:: Task ::
Rewrite every line of the material below as a JSON list of strings, one string per line, leaving out blank lines.

※

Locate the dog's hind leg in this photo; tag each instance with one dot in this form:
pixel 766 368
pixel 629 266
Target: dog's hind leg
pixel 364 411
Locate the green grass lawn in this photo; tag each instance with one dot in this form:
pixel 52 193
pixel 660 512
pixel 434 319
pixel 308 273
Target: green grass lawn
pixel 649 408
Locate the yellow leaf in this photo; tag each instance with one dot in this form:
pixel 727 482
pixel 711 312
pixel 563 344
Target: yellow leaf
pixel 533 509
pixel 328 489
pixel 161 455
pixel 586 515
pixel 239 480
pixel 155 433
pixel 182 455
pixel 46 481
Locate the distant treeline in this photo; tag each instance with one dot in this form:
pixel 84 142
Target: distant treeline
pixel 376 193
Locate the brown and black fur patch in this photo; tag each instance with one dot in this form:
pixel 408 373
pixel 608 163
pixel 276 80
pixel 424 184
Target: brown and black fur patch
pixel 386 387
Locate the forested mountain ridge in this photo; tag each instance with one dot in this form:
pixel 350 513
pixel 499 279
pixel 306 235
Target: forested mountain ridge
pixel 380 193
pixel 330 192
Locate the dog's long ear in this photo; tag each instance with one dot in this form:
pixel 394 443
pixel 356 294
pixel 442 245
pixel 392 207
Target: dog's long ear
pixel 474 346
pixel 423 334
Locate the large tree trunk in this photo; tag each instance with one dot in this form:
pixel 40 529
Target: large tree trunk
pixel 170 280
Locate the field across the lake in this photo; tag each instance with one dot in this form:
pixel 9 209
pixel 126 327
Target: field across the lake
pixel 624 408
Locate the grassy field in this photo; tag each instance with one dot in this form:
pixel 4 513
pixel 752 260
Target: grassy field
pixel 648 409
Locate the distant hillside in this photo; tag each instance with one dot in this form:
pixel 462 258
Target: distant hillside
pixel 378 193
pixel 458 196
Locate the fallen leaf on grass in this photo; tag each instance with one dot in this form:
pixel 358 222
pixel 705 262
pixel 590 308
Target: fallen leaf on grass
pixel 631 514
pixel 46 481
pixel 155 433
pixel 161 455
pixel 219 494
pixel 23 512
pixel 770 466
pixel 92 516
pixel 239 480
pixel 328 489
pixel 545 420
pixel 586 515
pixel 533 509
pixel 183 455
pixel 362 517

※

:: Response for this exercise ::
[
  "Locate the dog's hind leg in this photo; tag each instance with one dot in this form:",
  "pixel 766 368",
  "pixel 629 266",
  "Target: dog's hind leg",
  "pixel 364 411",
  "Locate the green grass lawn in this photo; tag each instance with one dot in this form:",
  "pixel 52 193",
  "pixel 660 512",
  "pixel 434 319",
  "pixel 308 273",
  "Target: green grass lawn",
  "pixel 649 408",
  "Locate the yellow leaf in this photo; tag each instance with one dot in this form:",
  "pixel 727 482",
  "pixel 711 312",
  "pixel 563 344",
  "Target: yellow leaf",
  "pixel 533 509",
  "pixel 328 489",
  "pixel 161 455",
  "pixel 586 515",
  "pixel 239 480",
  "pixel 155 433",
  "pixel 182 455",
  "pixel 46 481",
  "Locate the distant treeline in this photo; tag each instance with one dot in this form:",
  "pixel 84 142",
  "Target: distant treeline",
  "pixel 376 193",
  "Locate the brown and black fur patch in this photo; tag each instance with one dot in this form:",
  "pixel 408 373",
  "pixel 608 163",
  "pixel 276 80",
  "pixel 424 184",
  "Target: brown and black fur patch",
  "pixel 386 387",
  "Locate the forested mountain ridge in this photo; tag each instance with one dot in this form:",
  "pixel 350 513",
  "pixel 499 279",
  "pixel 306 235",
  "Target: forested mountain ridge",
  "pixel 380 193",
  "pixel 330 192",
  "Locate the dog's long ear in this photo; tag each instance with one dot in this form:",
  "pixel 394 443",
  "pixel 356 294",
  "pixel 442 245",
  "pixel 392 207",
  "Target: dog's long ear",
  "pixel 474 346",
  "pixel 423 334",
  "Locate the large tree trunk in this photo; tag each instance with one dot in this form:",
  "pixel 40 529",
  "Target: large tree trunk",
  "pixel 170 280",
  "Locate the field across the lake in this photo; tag each instance with one dot in this form:",
  "pixel 9 209",
  "pixel 126 327",
  "Target: field across the lake",
  "pixel 624 408",
  "Locate the grassy field in this photo; tag each instance with one dot in this form:",
  "pixel 4 513",
  "pixel 752 260",
  "Target: grassy field",
  "pixel 648 409",
  "Locate the distant hillside in this photo; tag each instance with one dot in this form:",
  "pixel 462 258",
  "Target: distant hillside",
  "pixel 378 193",
  "pixel 458 196",
  "Locate the fallen leaf on grass in this photo; tag each instance with one dot in this form:",
  "pixel 358 222",
  "pixel 705 262",
  "pixel 590 308",
  "Target: fallen leaf on grass",
  "pixel 631 514",
  "pixel 46 481",
  "pixel 155 433",
  "pixel 161 455",
  "pixel 219 494",
  "pixel 23 512",
  "pixel 770 466",
  "pixel 92 516",
  "pixel 239 480",
  "pixel 328 489",
  "pixel 545 420",
  "pixel 586 515",
  "pixel 533 509",
  "pixel 183 455",
  "pixel 362 517"
]